** WHAT THE TASK REQUIRES **
Nothing but the lines from the one containing "Target: spiral notebook" to the end of the data should be returned, each exactly as written.

_ _ _

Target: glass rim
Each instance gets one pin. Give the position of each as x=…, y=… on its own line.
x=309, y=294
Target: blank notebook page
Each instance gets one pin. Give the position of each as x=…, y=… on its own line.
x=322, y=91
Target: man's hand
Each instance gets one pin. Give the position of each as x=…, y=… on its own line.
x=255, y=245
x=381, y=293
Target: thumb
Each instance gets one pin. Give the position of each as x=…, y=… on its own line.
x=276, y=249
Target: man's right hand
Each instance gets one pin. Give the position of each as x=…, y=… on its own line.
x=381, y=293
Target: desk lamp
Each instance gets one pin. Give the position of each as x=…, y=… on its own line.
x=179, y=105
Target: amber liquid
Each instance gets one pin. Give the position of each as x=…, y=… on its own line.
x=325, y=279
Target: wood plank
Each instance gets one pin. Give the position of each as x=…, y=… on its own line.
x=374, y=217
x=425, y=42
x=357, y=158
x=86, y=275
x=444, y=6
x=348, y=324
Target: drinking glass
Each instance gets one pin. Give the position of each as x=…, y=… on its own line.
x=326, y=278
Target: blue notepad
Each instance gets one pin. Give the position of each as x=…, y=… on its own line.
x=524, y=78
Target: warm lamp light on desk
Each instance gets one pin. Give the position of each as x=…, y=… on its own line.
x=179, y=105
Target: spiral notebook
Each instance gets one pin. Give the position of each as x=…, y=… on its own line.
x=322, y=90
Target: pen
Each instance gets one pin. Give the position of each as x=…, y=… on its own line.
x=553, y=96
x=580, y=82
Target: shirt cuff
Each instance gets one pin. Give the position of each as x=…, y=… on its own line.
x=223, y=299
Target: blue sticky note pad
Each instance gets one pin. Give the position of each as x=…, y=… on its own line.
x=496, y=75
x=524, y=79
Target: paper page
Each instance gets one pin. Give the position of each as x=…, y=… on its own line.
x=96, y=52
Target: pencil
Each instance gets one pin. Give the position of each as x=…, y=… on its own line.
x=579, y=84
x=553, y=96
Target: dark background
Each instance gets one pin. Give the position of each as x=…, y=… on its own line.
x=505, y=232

_ _ _

** ANSWER FOR THE TASK **
Target: spiral notebook
Each instance gets one pin. Give the position of each as x=…, y=… on its own line.
x=322, y=90
Target: pen
Each instance gets one pin. Give the position of each as x=…, y=… on its own line.
x=553, y=96
x=580, y=82
Target: shirt cuff
Each instance gets one pin. Give the position of each as x=…, y=… on its own line.
x=223, y=299
Target: blue sticky note pad
Each instance gets one pin. Give the position of each as x=…, y=… on its own line.
x=496, y=75
x=524, y=79
Target: paper page
Each instance gets one pin. Give the position of each as x=…, y=… on its own line.
x=96, y=52
Target: pencil
Each instance gets one pin. Give the position of each as x=…, y=… on its own line.
x=579, y=84
x=553, y=96
Target: dark background
Each instance gets one pin. Give the position of each as x=…, y=… on its own line.
x=505, y=232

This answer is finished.